Goal: Render the entries as a two-column CSV with the headers entry_text and answer, one row per entry, putting each entry's text and its answer in a single quoted field apiece with line breaks replaced by spaces. Begin at the line that has "tree branch, each" and stop after the line that has "column 596, row 376".

[Entries from a collection]
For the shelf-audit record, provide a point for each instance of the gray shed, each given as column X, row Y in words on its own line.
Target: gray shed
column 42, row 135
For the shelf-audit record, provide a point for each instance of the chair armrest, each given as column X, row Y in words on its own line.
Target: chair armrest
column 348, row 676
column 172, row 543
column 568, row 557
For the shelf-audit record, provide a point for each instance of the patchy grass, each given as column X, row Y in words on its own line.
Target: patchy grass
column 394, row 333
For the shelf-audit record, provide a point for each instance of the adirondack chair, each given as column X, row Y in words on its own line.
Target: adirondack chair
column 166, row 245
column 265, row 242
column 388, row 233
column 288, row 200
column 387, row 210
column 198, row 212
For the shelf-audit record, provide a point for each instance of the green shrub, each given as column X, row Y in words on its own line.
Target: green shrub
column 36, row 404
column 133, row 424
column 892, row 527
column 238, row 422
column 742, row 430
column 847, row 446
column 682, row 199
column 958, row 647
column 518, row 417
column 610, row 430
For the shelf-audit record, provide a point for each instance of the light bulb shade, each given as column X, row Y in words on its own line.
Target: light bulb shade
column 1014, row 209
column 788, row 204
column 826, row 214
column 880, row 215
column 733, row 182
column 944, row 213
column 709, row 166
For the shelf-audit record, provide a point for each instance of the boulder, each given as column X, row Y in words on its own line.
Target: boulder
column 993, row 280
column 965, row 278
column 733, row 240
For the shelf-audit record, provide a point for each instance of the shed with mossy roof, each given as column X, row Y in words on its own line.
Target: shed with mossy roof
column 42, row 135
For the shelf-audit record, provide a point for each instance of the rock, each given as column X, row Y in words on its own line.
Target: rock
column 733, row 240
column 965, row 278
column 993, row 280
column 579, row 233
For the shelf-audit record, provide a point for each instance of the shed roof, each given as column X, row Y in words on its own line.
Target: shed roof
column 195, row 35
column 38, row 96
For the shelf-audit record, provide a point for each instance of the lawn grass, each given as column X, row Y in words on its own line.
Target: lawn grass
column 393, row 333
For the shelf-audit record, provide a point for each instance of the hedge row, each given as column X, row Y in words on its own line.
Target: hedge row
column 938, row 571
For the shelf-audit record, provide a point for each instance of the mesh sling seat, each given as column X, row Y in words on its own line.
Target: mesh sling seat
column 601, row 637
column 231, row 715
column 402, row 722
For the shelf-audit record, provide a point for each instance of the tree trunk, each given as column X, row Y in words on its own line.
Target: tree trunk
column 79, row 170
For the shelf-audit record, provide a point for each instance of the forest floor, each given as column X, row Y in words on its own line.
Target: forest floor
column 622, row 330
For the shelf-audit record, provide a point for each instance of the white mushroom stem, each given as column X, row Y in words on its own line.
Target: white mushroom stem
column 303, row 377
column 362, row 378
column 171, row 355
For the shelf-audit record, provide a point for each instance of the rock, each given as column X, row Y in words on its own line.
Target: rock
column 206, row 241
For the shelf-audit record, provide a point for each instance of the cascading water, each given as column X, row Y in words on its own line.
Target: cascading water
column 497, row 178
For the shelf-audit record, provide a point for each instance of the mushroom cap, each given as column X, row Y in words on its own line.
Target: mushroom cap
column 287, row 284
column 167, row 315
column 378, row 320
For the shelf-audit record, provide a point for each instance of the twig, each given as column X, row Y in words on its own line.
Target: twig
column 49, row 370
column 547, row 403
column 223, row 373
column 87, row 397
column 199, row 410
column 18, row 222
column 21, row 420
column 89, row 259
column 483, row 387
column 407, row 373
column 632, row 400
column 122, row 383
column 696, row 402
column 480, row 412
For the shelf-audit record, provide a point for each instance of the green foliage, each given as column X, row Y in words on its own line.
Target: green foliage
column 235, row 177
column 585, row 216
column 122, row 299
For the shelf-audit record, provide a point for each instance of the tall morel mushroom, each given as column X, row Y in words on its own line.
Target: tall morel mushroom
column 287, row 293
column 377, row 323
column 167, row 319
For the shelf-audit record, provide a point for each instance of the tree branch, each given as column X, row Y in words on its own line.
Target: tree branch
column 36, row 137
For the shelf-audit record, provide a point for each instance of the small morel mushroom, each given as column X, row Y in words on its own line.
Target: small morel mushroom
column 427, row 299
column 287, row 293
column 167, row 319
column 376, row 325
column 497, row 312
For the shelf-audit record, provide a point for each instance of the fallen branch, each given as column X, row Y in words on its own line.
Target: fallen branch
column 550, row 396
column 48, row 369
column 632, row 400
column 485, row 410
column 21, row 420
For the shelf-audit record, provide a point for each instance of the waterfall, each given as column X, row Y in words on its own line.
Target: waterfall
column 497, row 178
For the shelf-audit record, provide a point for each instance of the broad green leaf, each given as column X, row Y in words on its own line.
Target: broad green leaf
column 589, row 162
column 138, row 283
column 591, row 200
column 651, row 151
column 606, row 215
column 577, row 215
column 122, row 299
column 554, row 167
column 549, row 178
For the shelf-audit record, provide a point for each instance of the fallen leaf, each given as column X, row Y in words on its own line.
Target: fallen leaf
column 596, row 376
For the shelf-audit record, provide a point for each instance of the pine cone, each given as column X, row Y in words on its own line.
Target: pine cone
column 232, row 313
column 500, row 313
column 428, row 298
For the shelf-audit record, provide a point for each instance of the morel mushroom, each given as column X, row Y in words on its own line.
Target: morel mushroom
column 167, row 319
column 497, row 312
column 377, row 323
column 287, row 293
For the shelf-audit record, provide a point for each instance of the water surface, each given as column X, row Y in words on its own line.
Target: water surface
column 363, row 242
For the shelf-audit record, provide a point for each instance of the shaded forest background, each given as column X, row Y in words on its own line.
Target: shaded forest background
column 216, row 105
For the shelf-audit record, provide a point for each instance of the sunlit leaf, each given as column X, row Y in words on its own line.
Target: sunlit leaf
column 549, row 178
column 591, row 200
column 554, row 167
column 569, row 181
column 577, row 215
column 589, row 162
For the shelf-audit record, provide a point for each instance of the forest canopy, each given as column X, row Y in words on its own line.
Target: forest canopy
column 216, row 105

Final result:
entry_text,answer
"For the shelf-audit record, provide a point for each instance of the tree branch, each given as column X, row Y in words on its own line. Target: tree branch","column 36, row 137"
"For the shelf-audit record, provide a point for each instance of the small morel mushroom, each given as column X, row Y in words on its own line. Target: small morel mushroom","column 427, row 299 column 287, row 293 column 167, row 319 column 376, row 325 column 497, row 312"
"For the shelf-audit record, provide a point for each instance of the fallen branch, each given as column X, row Y in words on its own line. Target: fallen branch","column 550, row 396 column 48, row 369 column 632, row 400 column 485, row 410 column 21, row 420"
"For the shelf-audit record, provide a point for each instance of the waterfall, each given as column X, row Y in words on its own line. Target: waterfall","column 497, row 178"
"For the shelf-audit record, provide a point for each instance of the broad green leaf, each given as column X, row Y in words on its own line. Target: broad green leaf","column 589, row 162 column 138, row 283 column 591, row 200 column 651, row 151 column 606, row 215 column 577, row 215 column 122, row 299 column 554, row 167 column 549, row 178"
"For the shelf-audit record, provide a point for each instance of the fallen leaf, each given as column X, row Y in words on its own line. Target: fallen leaf","column 596, row 376"